## [Brief]
Can you locate every line in the records below that contains the word "shorts" and copy each one out? The match must be case-sensitive.
:: Dataset
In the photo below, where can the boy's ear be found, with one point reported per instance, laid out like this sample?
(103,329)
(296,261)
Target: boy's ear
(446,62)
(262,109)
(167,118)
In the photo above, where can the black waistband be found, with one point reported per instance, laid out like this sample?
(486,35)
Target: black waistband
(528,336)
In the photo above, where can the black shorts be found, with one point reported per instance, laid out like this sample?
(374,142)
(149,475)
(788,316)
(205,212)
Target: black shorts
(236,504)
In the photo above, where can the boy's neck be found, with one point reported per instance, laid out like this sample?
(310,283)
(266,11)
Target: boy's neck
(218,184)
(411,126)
::::
:: Dataset
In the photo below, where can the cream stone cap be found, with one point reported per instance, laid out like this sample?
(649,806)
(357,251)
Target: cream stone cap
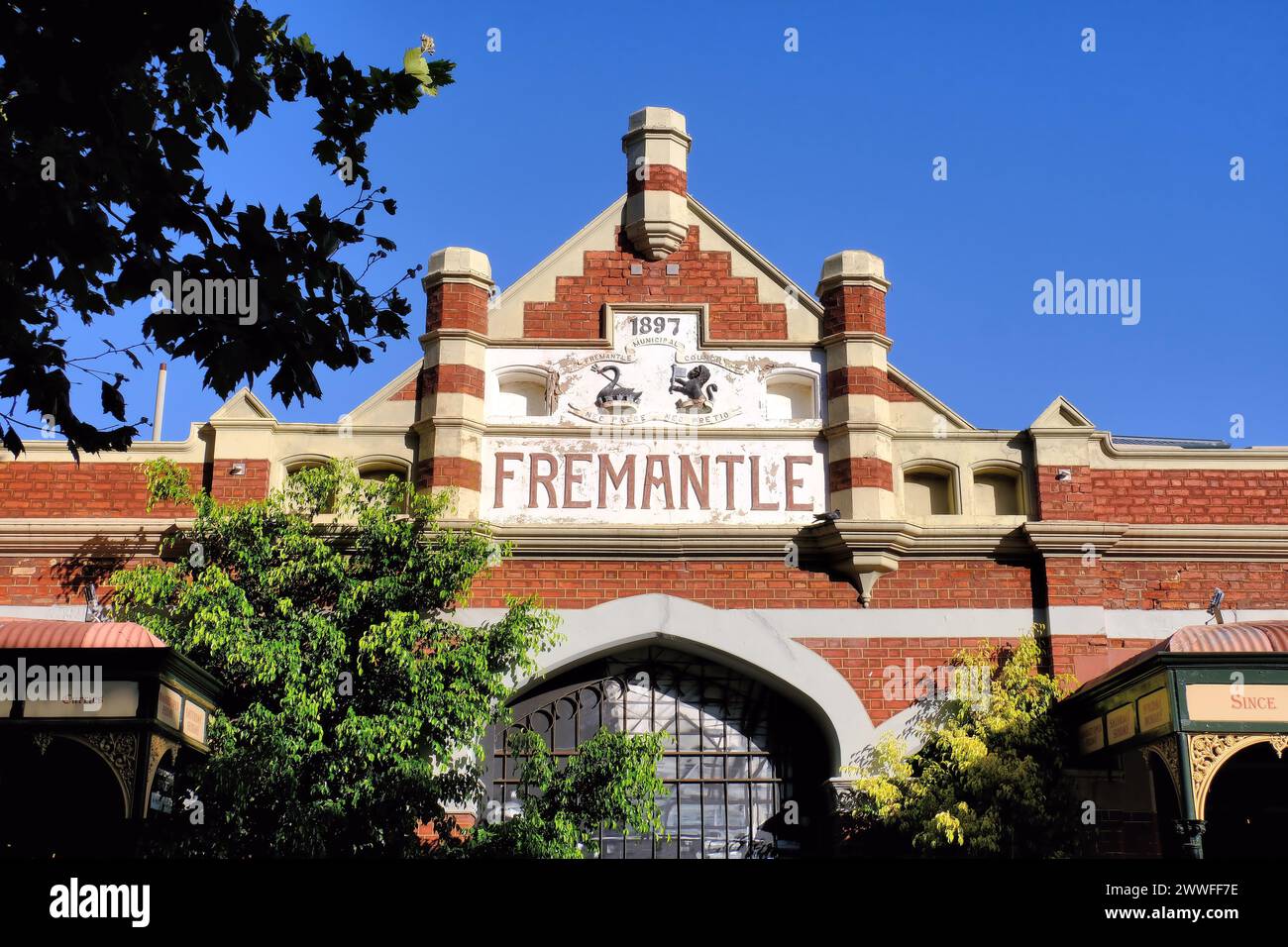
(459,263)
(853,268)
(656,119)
::::
## [Written solution]
In the photo above, where can the black shorts be found, with one point reported per instance, laid out like this sample?
Target: black shorts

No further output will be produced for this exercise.